- **Consignes de la tâche**
Pour chacune des affirmations suivantes, indiquez par oui ou par non si elle concorde avec l'extrait, et citez à l'identique les mots de l'extrait qui permettent de trancher.
1. L'éditorial de Babacar Touré porte le titre « Et si Trump avait raison ».
2. L'auteur de l'extrait partage la position de Babacar Touré.
3. D'après le commentaire de l'internaute Grawoul, l'Afrique n'est pas dans la merde.

- **Extrait**
______________________________

«Pays crasseux», «pays de chiottes», «trou sale», «pays où les oiseaux ne pondent pas d’œufs», «pays ressemblant à des toilettes», «l’endroit où les loups copulent», «paises de mierda»…non, Trump ne peut pas avoir raison.
Babacar Touré, vous permettez ? Dans votre éditorial de ce samedi, intitulé « Et si Trump avait raison», vous défendez l’idée selon laquelle, Trump a vu juste. Mais pardon de vous le dire, c’est vous qui avez tout faux et je m’associe à des internautes pour apporter quelques nuances.
L’internaute Grawoul a posté le commentaire suivant «L’Afrique est dans la merde peut-être mais l’Afrique n’est pas une merde. Par contre, l’Amérique n’est pas dans la merde, peut-être, mais son président est une merde», le Le 13/01/2018 à 12:00. Il réagissait à l’article intitulé Moi Donald Trump, un président de merde? publié le 1301/ 2018 sur SeneNews. Retenons la partie en italique de son post.

______________________________

- **Données**
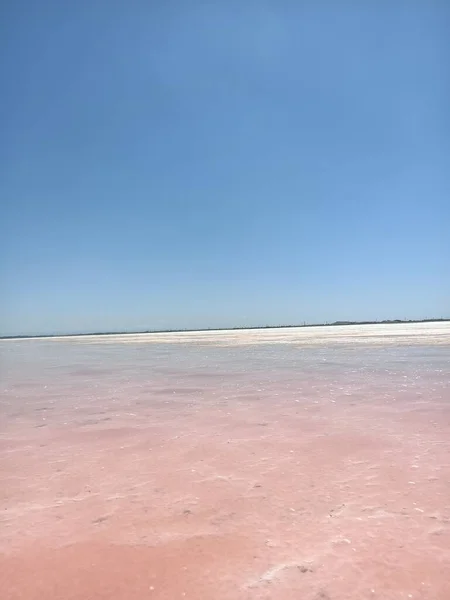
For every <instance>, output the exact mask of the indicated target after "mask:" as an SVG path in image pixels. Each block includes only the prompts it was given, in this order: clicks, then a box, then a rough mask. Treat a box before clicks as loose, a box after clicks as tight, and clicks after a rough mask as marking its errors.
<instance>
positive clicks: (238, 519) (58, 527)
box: [0, 323, 450, 600]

______________________________

- **Réponse rédigée**
1. Oui : « Dans votre éditorial de ce samedi, intitulé « Et si Trump avait raison» »
2. Non : « c’est vous qui avez tout faux »
3. Non : « L’Afrique est dans la merde peut-être »